EXERCISE MATERIAL

+-------+

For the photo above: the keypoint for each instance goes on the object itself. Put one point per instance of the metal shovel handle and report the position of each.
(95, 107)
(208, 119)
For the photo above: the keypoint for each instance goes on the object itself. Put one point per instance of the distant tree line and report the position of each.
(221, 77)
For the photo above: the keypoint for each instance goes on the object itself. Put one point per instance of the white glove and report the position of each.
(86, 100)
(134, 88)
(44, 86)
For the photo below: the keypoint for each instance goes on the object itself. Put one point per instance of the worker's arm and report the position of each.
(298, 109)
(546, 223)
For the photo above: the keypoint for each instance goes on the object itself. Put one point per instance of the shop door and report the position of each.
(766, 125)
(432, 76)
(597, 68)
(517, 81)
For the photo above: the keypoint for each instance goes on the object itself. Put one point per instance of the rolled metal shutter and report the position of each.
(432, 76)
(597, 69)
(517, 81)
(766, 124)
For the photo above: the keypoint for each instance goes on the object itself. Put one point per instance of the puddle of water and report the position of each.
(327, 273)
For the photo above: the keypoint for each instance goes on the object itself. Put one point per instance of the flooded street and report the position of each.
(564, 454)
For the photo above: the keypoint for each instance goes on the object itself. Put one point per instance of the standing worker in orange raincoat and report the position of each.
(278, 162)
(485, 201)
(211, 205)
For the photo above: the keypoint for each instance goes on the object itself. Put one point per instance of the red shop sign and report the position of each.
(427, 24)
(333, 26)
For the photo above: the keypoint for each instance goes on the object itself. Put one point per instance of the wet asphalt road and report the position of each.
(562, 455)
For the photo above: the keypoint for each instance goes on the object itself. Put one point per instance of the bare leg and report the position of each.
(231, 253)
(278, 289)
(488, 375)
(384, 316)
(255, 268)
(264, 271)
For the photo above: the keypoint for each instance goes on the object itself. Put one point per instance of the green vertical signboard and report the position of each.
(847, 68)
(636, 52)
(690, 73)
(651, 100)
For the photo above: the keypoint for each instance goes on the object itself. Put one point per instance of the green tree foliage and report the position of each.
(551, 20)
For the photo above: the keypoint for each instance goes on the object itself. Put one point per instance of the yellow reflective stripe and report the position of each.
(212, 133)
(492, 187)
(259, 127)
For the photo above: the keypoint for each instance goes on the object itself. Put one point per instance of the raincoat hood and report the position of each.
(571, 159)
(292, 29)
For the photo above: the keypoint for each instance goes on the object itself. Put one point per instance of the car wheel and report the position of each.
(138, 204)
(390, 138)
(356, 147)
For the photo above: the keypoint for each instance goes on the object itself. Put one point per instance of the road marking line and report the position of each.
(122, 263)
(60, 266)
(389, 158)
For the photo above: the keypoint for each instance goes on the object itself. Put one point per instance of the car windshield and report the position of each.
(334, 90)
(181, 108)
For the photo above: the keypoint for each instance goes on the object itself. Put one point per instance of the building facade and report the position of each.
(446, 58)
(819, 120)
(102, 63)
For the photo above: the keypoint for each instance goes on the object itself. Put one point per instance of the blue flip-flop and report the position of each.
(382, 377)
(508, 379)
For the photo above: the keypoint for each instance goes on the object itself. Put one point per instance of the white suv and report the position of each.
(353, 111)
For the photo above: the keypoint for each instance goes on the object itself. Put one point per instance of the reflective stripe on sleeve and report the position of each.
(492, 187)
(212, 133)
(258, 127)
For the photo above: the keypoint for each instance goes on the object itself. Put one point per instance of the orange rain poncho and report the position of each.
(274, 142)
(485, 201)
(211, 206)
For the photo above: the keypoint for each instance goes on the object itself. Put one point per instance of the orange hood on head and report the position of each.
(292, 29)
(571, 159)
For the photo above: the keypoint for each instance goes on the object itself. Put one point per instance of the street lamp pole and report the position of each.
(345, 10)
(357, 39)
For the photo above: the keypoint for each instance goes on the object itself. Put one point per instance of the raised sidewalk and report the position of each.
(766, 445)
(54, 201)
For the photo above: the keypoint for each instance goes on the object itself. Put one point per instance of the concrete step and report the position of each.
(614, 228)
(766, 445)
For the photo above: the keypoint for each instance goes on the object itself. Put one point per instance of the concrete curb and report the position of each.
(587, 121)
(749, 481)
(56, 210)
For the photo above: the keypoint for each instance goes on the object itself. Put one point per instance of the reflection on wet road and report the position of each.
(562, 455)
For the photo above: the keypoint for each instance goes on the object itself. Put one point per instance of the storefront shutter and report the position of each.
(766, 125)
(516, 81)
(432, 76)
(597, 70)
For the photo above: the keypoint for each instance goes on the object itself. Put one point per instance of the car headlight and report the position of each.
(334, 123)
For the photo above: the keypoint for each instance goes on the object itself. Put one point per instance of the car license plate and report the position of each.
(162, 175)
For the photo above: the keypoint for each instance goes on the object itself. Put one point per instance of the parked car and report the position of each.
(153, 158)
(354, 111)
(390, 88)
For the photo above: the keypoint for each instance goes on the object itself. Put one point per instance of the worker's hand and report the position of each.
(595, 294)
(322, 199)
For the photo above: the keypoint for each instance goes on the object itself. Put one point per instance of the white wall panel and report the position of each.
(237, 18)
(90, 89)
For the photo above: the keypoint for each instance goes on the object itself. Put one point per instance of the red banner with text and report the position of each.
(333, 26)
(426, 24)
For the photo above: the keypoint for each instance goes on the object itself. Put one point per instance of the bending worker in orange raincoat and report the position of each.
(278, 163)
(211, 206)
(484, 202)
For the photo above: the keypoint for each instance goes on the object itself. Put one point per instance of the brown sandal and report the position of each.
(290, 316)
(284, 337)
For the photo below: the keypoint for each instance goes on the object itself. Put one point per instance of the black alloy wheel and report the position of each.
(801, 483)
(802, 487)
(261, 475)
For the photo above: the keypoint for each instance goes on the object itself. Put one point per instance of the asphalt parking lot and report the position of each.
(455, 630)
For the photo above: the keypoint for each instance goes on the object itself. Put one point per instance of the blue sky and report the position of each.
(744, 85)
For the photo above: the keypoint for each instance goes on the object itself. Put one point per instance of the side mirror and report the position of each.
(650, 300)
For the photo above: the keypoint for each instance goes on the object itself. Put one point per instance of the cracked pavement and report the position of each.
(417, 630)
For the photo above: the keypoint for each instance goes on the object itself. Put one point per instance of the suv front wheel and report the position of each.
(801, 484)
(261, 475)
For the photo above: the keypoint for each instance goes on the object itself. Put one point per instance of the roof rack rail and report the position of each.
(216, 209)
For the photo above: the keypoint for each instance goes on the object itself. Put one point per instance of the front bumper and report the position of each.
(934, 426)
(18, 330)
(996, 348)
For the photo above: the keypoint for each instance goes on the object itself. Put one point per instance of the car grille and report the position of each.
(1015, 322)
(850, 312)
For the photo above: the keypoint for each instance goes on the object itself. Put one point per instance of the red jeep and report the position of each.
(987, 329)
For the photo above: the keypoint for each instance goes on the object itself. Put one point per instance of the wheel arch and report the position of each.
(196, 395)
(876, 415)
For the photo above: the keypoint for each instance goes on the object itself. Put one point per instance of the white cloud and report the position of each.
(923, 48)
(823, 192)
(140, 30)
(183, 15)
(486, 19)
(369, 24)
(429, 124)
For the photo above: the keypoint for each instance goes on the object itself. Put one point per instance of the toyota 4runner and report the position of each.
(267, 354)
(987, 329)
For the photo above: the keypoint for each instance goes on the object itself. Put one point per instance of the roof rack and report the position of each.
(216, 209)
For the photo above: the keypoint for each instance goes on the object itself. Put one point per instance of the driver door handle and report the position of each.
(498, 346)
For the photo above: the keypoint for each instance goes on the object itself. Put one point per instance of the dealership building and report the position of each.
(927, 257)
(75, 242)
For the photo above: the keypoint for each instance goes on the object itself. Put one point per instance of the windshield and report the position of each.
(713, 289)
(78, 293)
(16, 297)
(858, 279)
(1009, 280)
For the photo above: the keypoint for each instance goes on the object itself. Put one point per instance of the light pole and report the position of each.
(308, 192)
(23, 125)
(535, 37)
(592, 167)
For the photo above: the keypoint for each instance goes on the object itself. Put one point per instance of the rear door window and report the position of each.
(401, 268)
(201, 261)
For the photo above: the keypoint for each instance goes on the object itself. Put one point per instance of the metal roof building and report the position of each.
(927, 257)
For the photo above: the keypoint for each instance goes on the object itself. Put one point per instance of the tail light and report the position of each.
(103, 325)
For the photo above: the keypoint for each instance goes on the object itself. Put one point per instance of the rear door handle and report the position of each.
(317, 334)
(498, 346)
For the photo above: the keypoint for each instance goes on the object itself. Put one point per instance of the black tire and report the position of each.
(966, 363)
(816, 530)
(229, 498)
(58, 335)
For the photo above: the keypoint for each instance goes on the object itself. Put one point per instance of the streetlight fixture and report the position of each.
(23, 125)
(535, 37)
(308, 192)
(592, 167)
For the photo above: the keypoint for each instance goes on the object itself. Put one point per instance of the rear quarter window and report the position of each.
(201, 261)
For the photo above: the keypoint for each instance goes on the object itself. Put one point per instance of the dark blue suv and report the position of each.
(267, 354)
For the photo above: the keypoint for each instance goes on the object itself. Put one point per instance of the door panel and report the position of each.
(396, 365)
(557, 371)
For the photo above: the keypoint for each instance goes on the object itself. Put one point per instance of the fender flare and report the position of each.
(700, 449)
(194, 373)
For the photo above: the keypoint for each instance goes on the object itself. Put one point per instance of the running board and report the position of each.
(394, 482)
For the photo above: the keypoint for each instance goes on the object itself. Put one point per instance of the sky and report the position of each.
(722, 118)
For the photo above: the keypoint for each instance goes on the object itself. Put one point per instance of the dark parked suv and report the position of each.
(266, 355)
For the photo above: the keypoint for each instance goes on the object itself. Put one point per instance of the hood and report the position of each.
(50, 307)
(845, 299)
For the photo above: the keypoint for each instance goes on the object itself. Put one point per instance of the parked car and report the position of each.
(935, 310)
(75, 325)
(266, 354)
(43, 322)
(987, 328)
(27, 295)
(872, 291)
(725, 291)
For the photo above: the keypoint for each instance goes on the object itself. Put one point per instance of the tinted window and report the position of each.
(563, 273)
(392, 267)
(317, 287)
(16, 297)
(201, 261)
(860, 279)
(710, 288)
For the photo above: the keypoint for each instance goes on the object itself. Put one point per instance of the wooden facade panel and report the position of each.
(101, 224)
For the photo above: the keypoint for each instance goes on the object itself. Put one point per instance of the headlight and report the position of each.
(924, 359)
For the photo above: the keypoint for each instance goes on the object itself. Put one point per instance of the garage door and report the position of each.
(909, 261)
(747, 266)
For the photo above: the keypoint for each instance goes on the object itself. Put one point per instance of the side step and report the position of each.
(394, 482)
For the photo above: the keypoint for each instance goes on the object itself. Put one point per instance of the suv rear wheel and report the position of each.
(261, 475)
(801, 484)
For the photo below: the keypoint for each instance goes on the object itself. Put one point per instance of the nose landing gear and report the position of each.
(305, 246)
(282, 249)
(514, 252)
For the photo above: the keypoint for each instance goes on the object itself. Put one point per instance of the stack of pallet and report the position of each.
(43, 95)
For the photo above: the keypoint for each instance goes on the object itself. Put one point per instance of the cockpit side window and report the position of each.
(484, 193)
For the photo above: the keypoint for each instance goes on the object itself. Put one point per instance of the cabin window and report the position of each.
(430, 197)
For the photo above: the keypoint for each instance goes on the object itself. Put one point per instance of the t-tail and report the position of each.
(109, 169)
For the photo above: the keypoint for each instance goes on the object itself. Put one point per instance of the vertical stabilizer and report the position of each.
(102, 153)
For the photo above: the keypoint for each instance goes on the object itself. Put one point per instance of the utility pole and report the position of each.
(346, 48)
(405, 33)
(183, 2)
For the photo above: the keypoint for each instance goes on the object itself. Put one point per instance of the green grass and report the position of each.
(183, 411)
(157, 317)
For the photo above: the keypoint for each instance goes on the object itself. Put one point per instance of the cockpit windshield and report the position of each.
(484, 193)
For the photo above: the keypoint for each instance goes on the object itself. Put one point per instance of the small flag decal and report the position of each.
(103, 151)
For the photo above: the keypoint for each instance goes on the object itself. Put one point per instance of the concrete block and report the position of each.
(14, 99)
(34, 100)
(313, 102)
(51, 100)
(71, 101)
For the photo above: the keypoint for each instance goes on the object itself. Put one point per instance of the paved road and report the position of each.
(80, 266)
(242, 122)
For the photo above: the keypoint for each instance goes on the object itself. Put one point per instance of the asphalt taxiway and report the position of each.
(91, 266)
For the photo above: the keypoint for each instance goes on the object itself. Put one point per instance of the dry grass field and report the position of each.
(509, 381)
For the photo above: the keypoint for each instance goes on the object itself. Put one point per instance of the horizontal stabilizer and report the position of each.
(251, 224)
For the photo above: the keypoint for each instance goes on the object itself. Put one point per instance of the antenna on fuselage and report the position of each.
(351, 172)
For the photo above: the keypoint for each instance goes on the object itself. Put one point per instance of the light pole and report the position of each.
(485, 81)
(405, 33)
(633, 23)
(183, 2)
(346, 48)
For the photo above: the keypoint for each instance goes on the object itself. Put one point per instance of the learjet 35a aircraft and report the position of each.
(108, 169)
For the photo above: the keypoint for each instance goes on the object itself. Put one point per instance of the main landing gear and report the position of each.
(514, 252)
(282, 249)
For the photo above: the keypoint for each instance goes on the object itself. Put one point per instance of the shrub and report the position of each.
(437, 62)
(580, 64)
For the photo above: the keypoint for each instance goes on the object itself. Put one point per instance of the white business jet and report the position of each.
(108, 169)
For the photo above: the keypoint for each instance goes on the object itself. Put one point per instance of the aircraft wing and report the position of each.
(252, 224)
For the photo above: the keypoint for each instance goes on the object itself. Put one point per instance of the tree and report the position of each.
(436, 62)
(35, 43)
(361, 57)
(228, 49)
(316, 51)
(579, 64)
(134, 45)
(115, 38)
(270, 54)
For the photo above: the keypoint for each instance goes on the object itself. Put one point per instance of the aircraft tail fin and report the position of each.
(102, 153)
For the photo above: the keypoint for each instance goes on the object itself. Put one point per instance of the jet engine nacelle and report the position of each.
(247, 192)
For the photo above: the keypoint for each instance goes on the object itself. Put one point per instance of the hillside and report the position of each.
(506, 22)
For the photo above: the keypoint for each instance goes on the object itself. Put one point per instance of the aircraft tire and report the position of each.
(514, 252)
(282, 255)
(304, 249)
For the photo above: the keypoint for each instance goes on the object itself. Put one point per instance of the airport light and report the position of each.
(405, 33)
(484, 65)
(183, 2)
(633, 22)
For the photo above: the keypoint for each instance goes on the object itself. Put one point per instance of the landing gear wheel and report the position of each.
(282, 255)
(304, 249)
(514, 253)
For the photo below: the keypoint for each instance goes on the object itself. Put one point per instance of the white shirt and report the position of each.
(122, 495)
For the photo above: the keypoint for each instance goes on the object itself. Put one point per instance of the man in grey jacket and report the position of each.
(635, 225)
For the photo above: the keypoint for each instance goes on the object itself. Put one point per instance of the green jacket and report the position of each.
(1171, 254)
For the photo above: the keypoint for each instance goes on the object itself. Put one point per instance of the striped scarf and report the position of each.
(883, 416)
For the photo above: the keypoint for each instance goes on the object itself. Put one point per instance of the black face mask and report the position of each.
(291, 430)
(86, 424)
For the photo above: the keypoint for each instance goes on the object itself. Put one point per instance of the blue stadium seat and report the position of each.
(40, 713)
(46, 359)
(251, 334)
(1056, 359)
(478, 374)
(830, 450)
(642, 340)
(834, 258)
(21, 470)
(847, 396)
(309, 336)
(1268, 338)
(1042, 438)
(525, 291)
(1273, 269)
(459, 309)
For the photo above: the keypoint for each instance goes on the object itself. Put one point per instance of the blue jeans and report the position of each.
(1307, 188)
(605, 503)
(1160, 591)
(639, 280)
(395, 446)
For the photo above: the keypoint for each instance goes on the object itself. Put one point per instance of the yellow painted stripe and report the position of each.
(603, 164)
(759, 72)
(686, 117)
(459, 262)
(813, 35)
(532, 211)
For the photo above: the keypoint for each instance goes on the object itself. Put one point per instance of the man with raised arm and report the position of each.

+-------+

OBJECTIVE
Copy the entries verbatim, from the line with "arch and report the position of each." to the line with "(1009, 280)", both ends included.

SOLVED PROBLEM
For the photo above: the keypoint for each instance goes on the object itself. Put one point per instance of the wheel arch and report the position of each.
(196, 395)
(876, 415)
For the photo above: the keypoint for each instance goes on the object itself. Put one point per instance of the white cloud and report the position of each.
(923, 48)
(823, 192)
(140, 30)
(183, 15)
(486, 19)
(369, 24)
(429, 124)
For the photo above: the keypoint for each instance goes on the object itself. Put one point per instance of the toyota 4runner and report the position of each.
(267, 354)
(987, 329)
For the photo above: the keypoint for each instance goes on the object itself. Put one point per instance of the roof rack and report the position of each.
(216, 209)
For the photo above: the keypoint for each instance goes on the object itself. Put one point per instance of the driver door handle and report the position of each.
(498, 346)
For the photo above: the keypoint for each instance goes on the object itself. Put one point per instance of the dealership building and report the position of each.
(927, 257)
(75, 242)
For the photo above: the keypoint for each instance goes on the object itself. Put one point per instance of the windshield and report the position of each.
(713, 289)
(78, 293)
(16, 297)
(858, 279)
(1009, 280)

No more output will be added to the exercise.